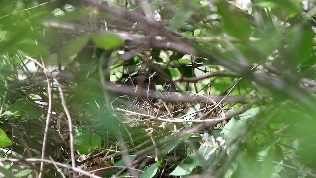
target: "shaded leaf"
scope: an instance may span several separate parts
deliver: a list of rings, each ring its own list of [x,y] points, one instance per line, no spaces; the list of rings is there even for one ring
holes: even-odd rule
[[[5,133],[0,129],[0,148],[11,145],[11,140]]]
[[[172,176],[182,176],[190,174],[193,169],[199,166],[201,167],[208,166],[212,164],[215,156],[214,154],[210,156],[208,160],[205,160],[203,156],[205,148],[200,148],[195,153],[190,155],[182,160],[176,169],[170,174]],[[208,147],[206,152],[211,151],[211,149]]]
[[[8,115],[26,115],[28,118],[40,117],[42,114],[40,106],[37,103],[29,101],[27,98],[17,100],[7,109],[3,114]]]
[[[142,170],[144,173],[139,174],[141,178],[151,178],[154,177],[158,171],[158,164],[155,163],[151,165],[146,167]]]
[[[33,170],[27,169],[20,171],[18,173],[15,174],[14,176],[17,178],[21,178],[27,176],[33,172]]]
[[[92,41],[97,46],[107,49],[112,49],[124,44],[123,39],[113,34],[95,34],[92,36]]]
[[[64,45],[62,53],[66,56],[78,53],[85,46],[89,39],[88,35],[84,35],[67,42]]]
[[[85,134],[74,137],[75,149],[82,154],[88,154],[101,145],[101,137],[96,134]]]
[[[226,144],[229,144],[240,133],[245,132],[247,120],[254,117],[259,110],[259,107],[251,108],[231,119],[221,132],[221,135],[226,140]]]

————————

> _GIVEN EXERCISE_: Please reproduce the data word for word, from its opening line through the line that contains "[[[5,133],[0,129],[0,148],[11,145],[11,140]]]", including both ends, and leave the picture out of your answer.

> _PROBLEM SOLUTION_:
target: "shaded leaf"
scope: an instance may span several separate parts
deliver: a list of rings, each ring its own list of [x,y] points, one instance per line, no spaces; the list of rings is there even for one ring
holes: even-odd rule
[[[5,133],[0,129],[0,148],[11,145],[11,140]]]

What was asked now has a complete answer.